---------- Texte fourni
Notre problématique consiste à interroger ce présupposé.

Qui nous dit en effet que la véritable nature de l'homme n'est pas au contraire sa faculté de produire un monde d'objets pour sa consommation et son plaisir, et de créer ainsi des besoins nouveaux? Peut-on encore distinguer de vrais et d e faux besoins, si l'homme se définit avant tout par son travail, et par conséquent sa capacité de transformer le monde et de transformer lui-même? La critique de la société de consommation a mis à l'ordre du jour la dénonciation des "faux besoins", artificiellement créés.

Mais si l'on entend par "faux besoin" le besoin de ce dont on n'a en fait pas besoin, il y a là un paradoxe.

Un "faux besoin": n'est-ce pas là une contradiction dans les termes ? La difficulté tient au fait que le "faux besoin" est vécu subjectivement comme une authentique nécessité.

La première question est donc la suivante: peut-on identifier besoin et désir ? La conscience d'un besoin est-elle toujours le signe d'un besoin réel ? Mais il faut aussi prendre la mesure de l'extrême difficulté qu'il y a à définir des besoins pour l'homme, dans l'absolu.

appliquée à l'homme, la notion de besoin doit être envisagée sous un point de vue historique et social (cf.

suite) J'ai soif, j'éprouve le besoin de boire, mon corps me dicte cette nécessité impérieuse.
--------------------
---------- Lignes enregistrées
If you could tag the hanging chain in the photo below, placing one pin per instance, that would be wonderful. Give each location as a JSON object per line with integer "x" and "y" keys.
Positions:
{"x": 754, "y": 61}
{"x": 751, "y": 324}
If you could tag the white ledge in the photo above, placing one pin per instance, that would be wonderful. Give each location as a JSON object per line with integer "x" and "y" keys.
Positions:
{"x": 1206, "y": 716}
--------------------
Consigne
Recopiez le passage du texte sur les besoins qui commence par les mots « Notre problématique consiste » et s'achève sur « là un paradoxe. », en remplaçant « consommation » par « possession ».

Solution ci-dessous
Notre problématique consiste à interroger ce présupposé.

Qui nous dit en effet que la véritable nature de l'homme n'est pas au contraire sa faculté de produire un monde d'objets pour sa possession et son plaisir, et de créer ainsi des besoins nouveaux? Peut-on encore distinguer de vrais et d e faux besoins, si l'homme se définit avant tout par son travail, et par conséquent sa capacité de transformer le monde et de transformer lui-même? La critique de la société de possession a mis à l'ordre du jour la dénonciation des "faux besoins", artificiellement créés.

Mais si l'on entend par "faux besoin" le besoin de ce dont on n'a en fait pas besoin, il y a là un paradoxe.